Required work | Take the entries below and write them out exactly, with each picture removed.

Material provided |
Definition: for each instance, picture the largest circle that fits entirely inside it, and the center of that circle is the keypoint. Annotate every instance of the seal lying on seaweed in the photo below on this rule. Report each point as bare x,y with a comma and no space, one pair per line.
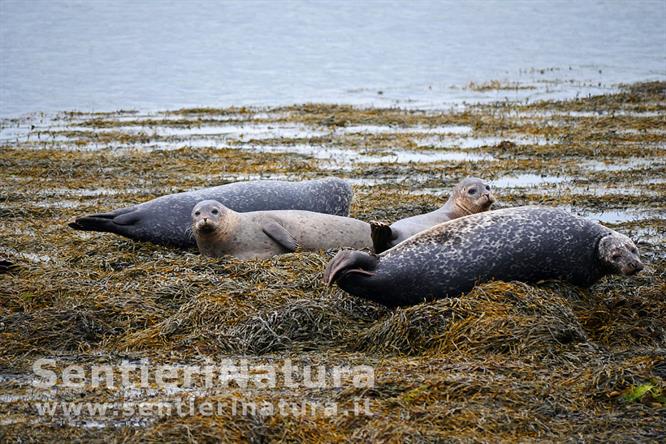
523,244
472,195
220,231
166,220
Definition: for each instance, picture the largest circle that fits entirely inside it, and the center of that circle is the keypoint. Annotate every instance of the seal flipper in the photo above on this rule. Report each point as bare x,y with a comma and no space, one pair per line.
108,222
350,261
280,235
6,266
381,235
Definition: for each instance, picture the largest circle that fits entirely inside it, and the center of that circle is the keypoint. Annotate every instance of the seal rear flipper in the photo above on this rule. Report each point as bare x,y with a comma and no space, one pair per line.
6,266
381,235
281,236
350,261
106,221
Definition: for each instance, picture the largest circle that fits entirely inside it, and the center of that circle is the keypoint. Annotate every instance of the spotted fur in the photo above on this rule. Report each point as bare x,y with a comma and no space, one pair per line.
472,195
525,243
220,231
166,220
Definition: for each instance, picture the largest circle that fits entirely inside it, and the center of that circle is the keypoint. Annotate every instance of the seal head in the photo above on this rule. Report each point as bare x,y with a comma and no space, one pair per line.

Result for this exercise |
Definition: for each instance, picture the largest circle that fits entirely inside it, and the center of that circle is the keypoint. Annotate every instance of the seal lying on seaweed in the photo below on this rule. Report each point as bare x,y with a comma and no space, one pair per line.
523,244
472,195
220,231
166,220
Definition: for each instance, picture the largest circle that fits entirely inside it, and the center of that circle is the keypoint. Annotate every instance of the seal flipper in the photo above on this rule. Report each point as bare x,y with a comma and no space, one pair per line.
108,222
350,261
280,235
6,266
381,235
Definition: for each instance, picture the largest circle that fits entirely inside it, and the center of that circle is the keypoint. Annotate every instance of the seal rear flipper in the photo above on this rule. Report each point as bare x,y with a comma and no space, one pair per line.
6,266
381,235
281,236
350,261
106,221
Definition: for each instance, picture the largest circle that fits entirely inside it, and the center of that circle is the keypoint. Annotate every instance of the spotted fur in the photo above on this rule. Report each point as bare x,y with a comma and no space, one pair per line.
472,195
525,243
220,231
166,220
Definition: for each instance, picture the largest circle that fits entirely inside it, and the center of that circle is the keypoint. Annotate every instance of the seal head in the photo above on this rule. Report each point as bare x,y with a comma and no space, one pair per line.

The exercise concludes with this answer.